--- Texte fourni ---
Marie-Camille Coudert
6 juillet 2023 17:27
10 mn

Ce contenu fait partie du Kit Évaluation

Avant tout, commençons par une grande question : Pourquoi corrige-t-on ?

De mon côté, je l'ai posée lors de formations, et voilà la liste des réponses que j’ai eues :

  • parce que l’institution me le demande ;
  • pour donner une note ;
  • pour montrer leurs erreurs à mes élèves ;
  • pour faire travailler mes élèves.

Analysons ensemble ces réponses et ce qu'elles projettent de nos pratiques professionnelles.

La première raison : parce que l'institution me le demande.

Cette raison pose problème au niveau du positionnement professionnel. Pourquoi ? On peut envisager deux positionnements professionnels pour les professeurs :

  • un positionnement de technicien : l'institution leur donne les bonnes pratiques pédagogiques et ils les appliquent sans les questionner, puisque ce sont des bonnes pratiques.
     
  • un positionnement d'expert : l'institution donne un cap « On veut que vous ameniez les élèves par là », mais pas plus ; c'est aux écoles et aux enseignants de mettre en place ce qu'il faut pour atteindre ce cap, on fait donc confiance à leurs expertises.


Aujourd'hui on sait, notamment grâce à PISA, qu'il y a une grande corrélation entre la réussite des élèves et la manière dont le pays voit ses enseignants, en experts ou en techniciens. 

Si on fait confiance à l'expertise des enseignants, les élèves auront plus de chance de réussir.

Ainsi, plus les enseignants sont dans une démarche de développement professionnel, plus ils se posent des questions auxquelles ils répondent par eux-mêmes et non par une réponse « tombée du ciel », plus les élèves sont bons.

Si vous corrigez parce qu'on vous le demande, cela signifie que vous travaillez pour l'institution et non pour vos élèves, et donc ça pose souci car vos élèves vont être moins bons.

Je vous le dis tout de go : je travaille pour mes élèves.
--- Données présentées ---
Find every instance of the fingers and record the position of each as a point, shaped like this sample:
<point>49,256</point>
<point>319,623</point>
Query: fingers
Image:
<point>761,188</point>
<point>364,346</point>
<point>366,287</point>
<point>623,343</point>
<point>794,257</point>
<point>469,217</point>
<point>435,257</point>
---
* **Consignes**:
1 > Pour chacune des affirmations suivantes, dites si elle concorde avec le texte sur les raisons de corriger. Répondez par oui ou non et citez mot pour mot le passage qui tranche. (a) Parmi les réponses recueillies en formation figure le fait de corriger pour attribuer une note. (b) Dans le positionnement de technicien, les enseignants questionnent les bonnes pratiques avant de les appliquer. (c) Corriger parce qu'on vous le demande revient, selon le texte, à travailler pour ses élèves.
2 > Prolongez le texte sur les raisons de corriger à partir de sa dernière phrase.

* **Réponses ci-dessous**:
1 >
(a) Oui : « pour donner une note ».
(b) Non : « ils les appliquent sans les questionner ».
(c) Non : « vous travaillez pour l'institution et non pour vos élèves ».

2 >
Certes mon employeur est l'Éducation Nationale, mais l'Éducation Nationale est seulement chargée d'utiliser correctement les impôts des parents de mes élèves. Je dois donc à mes élèves et leurs parents de leur donner mon maximum. Et mon maximum, c'est de prendre une attitude d'expert et non de technicien. Je sais pourquoi je corrige et puisque je sais pourquoi je le fais, je vais pouvoir le faire de façon intelligente et efficace.

Une attitude d'expert signifie que tout ce que je fais est en direction de la progression de mes élèves. C'est ma boussole. Je me pose sans cesse la question : cela va-t-il faire progresser mes élèves ?

Évidemment, cela ne m'empêche pas de faire certaines corrections que je ne trouve pas pertinentes mais qui sont demandées par l'institution. Seulement, je les fais le plus rapidement possible. Il faut donc distinguer les corrections pertinentes et celles qui n'ont pas de sens, afin d'augmenter le nombre de celles qui font progresser les élèves.

La deuxième raison : pour avoir une note.

Très bien, mais avoir une note c'est assez facile ! On connaît tous la technique de l'escalier : une note par marche, on lance son paquet dans l'escalier et hop on a une note.
Et si on n'utilise pas cette technique, c'est parce que l'on veut mettre une note juste. Mais qu'est-ce qu'une note juste ? Qu'est-ce que la note renvoie ?
On verra cela dans la suite. Je vous donnerai des techniques pour donner très rapidement des notes totalement comprises et acceptées par les élèves.

La troisième : pour que les élèves voient leurs erreurs.

Ce n'est pas une mauvaise raison, il faut toutefois faire attention à ce que ce ne soit pas tout le temps la seule raison. Parce qu'est-ce toujours pertinent de montrer leurs erreurs aux élèves ?

En effet, ma boussole est la progression de mes élèves, non pas qu'ils connaissent toutes leurs erreurs. Ainsi, si cela les fait progresser, je leur montre, sinon je ne leur montre pas. Et oui, parfois il vaut même mieux mentir.

Et ça, Patrick Mouratoglou, coach de Serena Williams, le sait bien :

anecdote

Ce mensonge n'aurait pas pris sur un débutant à Roland Garros. Il a fonctionné sur elle, parce qu'elle avait quand même la technique pour monter au filet. Ainsi, parfois il n'est pas pertinent de mentir, mais parfois ça l'est.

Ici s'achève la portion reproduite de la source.